Pick out and copy every line below that contains the word "braided". Treat a match as case-sensitive.
::: DATA FOR THE TASK :::
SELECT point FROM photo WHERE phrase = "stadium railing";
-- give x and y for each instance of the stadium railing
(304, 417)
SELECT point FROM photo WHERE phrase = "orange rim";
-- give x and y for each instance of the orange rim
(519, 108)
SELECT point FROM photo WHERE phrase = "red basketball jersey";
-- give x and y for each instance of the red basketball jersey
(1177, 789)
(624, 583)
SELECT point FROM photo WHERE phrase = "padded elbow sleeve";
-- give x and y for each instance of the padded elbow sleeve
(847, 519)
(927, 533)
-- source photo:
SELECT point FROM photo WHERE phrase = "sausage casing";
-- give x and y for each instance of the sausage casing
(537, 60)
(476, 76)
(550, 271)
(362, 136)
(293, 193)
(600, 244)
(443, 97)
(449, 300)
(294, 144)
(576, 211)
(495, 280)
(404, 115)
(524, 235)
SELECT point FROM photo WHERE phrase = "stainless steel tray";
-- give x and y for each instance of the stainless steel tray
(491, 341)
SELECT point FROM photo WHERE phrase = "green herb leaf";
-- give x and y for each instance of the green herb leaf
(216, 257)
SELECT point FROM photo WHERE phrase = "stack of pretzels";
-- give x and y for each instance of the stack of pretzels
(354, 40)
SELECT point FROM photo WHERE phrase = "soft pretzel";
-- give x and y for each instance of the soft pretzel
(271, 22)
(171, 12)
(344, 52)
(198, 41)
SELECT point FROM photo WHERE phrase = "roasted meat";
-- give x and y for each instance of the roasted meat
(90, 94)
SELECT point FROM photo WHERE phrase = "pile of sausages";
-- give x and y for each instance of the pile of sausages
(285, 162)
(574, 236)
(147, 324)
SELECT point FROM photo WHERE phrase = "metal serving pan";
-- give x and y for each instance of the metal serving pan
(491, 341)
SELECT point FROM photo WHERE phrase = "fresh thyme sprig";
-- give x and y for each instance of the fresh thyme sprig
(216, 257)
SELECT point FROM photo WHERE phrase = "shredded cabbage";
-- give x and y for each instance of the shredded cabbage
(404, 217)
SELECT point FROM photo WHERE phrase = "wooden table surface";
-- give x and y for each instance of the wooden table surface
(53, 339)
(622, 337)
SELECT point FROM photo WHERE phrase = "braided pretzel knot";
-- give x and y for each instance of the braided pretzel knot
:::
▶ **TASK OUTPUT**:
SELECT point FROM photo WHERE phrase = "braided pretzel knot";
-- give x and y for each instance of the braided pretzel knot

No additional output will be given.